Reproduce word for word the lines of the items below, beginning at the line that contains "pixel 370 233." and stopping after the last line of the items. Leave out any pictures.

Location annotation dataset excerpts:
┌──

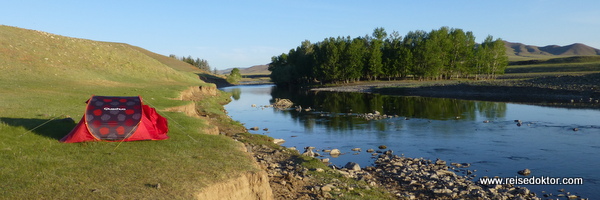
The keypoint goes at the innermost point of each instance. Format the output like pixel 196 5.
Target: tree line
pixel 444 53
pixel 200 63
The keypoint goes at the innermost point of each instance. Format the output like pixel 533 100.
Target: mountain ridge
pixel 520 51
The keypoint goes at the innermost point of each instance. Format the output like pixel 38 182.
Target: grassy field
pixel 46 78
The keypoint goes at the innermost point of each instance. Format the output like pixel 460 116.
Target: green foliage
pixel 200 63
pixel 439 54
pixel 47 77
pixel 234 76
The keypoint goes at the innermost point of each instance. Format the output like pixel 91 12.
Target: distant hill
pixel 519 51
pixel 254 70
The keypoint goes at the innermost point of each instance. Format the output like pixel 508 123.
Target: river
pixel 551 142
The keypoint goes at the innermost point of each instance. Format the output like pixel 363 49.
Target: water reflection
pixel 546 143
pixel 339 111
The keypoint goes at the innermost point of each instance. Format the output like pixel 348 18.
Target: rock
pixel 442 191
pixel 524 172
pixel 335 152
pixel 308 152
pixel 444 173
pixel 389 152
pixel 327 188
pixel 352 166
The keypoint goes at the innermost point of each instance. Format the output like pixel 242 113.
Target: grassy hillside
pixel 45 78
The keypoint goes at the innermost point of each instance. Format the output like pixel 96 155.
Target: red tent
pixel 110 118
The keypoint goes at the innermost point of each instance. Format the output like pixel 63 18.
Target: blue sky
pixel 245 33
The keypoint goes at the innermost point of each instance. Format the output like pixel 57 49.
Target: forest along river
pixel 481 133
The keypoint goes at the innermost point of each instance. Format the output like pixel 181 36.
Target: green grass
pixel 46 78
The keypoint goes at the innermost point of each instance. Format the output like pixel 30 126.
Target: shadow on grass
pixel 55 129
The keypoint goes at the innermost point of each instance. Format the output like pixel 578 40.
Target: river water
pixel 450 129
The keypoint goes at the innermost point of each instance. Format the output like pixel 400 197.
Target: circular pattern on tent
pixel 113 118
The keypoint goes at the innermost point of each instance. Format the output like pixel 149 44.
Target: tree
pixel 234 76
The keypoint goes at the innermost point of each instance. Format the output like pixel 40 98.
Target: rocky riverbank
pixel 398 176
pixel 561 91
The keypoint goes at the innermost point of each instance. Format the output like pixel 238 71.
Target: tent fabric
pixel 111 118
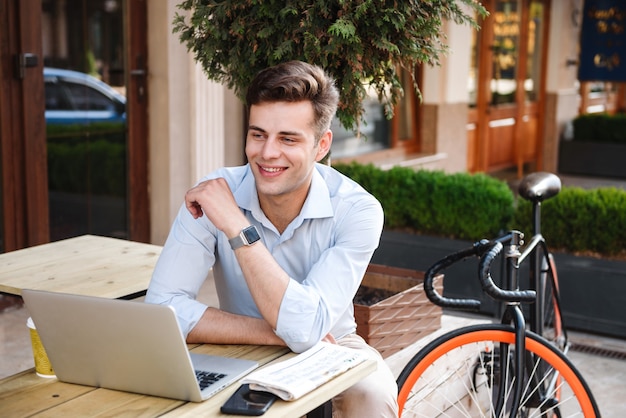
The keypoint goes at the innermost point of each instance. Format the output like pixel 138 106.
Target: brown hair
pixel 296 81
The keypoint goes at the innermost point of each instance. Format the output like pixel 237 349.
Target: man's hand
pixel 214 199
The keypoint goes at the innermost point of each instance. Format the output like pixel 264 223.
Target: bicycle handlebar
pixel 488 285
pixel 487 251
pixel 434 296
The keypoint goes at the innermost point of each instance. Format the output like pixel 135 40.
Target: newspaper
pixel 293 378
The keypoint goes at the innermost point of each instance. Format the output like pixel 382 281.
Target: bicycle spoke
pixel 459 375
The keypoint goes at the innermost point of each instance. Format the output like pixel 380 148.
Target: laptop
pixel 126 345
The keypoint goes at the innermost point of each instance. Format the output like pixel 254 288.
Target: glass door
pixel 86 117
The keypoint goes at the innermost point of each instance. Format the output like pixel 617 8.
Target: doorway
pixel 507 79
pixel 75 151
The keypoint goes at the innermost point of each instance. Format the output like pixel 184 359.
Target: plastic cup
pixel 43 367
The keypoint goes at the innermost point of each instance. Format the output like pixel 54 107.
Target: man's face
pixel 281 148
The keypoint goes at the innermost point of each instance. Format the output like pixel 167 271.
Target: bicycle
pixel 504 369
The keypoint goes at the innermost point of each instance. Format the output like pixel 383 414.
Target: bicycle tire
pixel 442 379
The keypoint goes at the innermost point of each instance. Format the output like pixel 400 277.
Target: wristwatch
pixel 247 236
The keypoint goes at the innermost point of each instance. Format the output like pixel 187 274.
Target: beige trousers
pixel 375 396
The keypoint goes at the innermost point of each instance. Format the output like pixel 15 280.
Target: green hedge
pixel 93 162
pixel 580 220
pixel 462 205
pixel 600 127
pixel 476 206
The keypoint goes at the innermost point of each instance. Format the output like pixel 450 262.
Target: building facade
pixel 501 99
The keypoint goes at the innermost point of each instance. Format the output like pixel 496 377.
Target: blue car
pixel 74 98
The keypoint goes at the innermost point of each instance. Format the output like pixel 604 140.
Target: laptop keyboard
pixel 206 379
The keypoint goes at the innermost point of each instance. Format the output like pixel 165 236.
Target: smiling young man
pixel 288 239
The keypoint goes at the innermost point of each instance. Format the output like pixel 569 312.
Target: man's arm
pixel 219 327
pixel 266 280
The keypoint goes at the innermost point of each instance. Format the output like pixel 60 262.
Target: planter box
pixel 398 320
pixel 592 158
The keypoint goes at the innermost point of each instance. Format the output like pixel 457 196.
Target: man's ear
pixel 323 146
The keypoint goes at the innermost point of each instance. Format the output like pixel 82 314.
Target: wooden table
pixel 87 265
pixel 26 394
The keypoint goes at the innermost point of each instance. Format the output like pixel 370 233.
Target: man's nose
pixel 271 148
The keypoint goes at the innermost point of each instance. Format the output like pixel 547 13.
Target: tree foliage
pixel 364 43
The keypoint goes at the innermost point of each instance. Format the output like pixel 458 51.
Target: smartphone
pixel 248 402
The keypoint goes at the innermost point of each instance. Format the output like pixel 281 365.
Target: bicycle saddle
pixel 539 186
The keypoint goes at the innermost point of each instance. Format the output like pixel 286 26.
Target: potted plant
pixel 362 44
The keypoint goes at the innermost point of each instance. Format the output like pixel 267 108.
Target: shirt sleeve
pixel 174 281
pixel 317 306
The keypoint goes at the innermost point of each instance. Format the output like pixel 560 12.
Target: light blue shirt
pixel 325 251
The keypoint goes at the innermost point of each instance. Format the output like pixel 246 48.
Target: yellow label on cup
pixel 43 367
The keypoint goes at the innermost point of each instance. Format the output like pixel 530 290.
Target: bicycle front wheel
pixel 459 375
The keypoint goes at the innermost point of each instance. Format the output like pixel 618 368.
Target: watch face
pixel 251 234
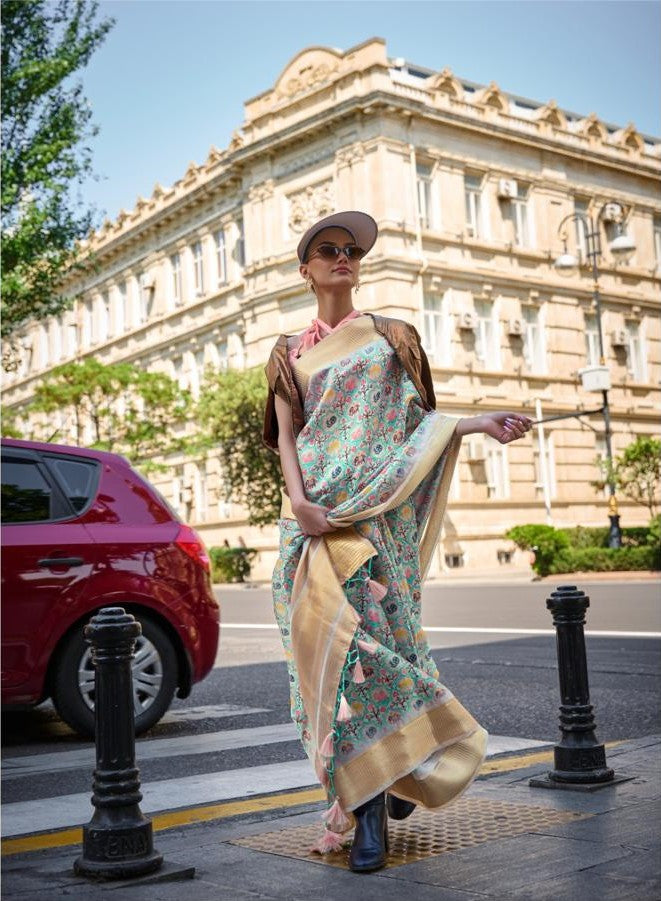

└──

:: Complete response ::
The keypoint goes at the innermost point of each instance. Format the output like pixel 370 233.
Target: man's nose
pixel 271 148
The keypoint goes at the innermost point of each instance. Format the output like pixel 547 13.
Target: tree foliage
pixel 364 43
The keypoint goes at the innermost point of each instance. Format the output like pixel 458 51.
Target: smartphone
pixel 248 402
The keypoint goes at the innermost point of each instance. Format the output like pixel 281 365.
Target: bicycle saddle
pixel 539 186
The keypoint goes at the innermost point of each instance. Format the output like pixel 286 26.
Target: potted plant
pixel 362 44
The keypoint goes at the innermost point of each instance. Format the output like pixel 267 108.
Target: shirt sleeve
pixel 174 281
pixel 317 306
The keypoint goes at the innermost point of each instance. Format the output like pixel 560 12.
Target: light blue shirt
pixel 325 251
The keypoint goes at the innermost point of each instance. Format the output like pixel 246 48.
Target: yellow label on cup
pixel 43 367
The keypoint goes at the innermost point of each instance. Format the output like pixel 530 290.
Target: bicycle front wheel
pixel 459 375
The keypoint goes at the innermost point of each instance. Format the output like pixel 618 368.
Target: watch face
pixel 251 234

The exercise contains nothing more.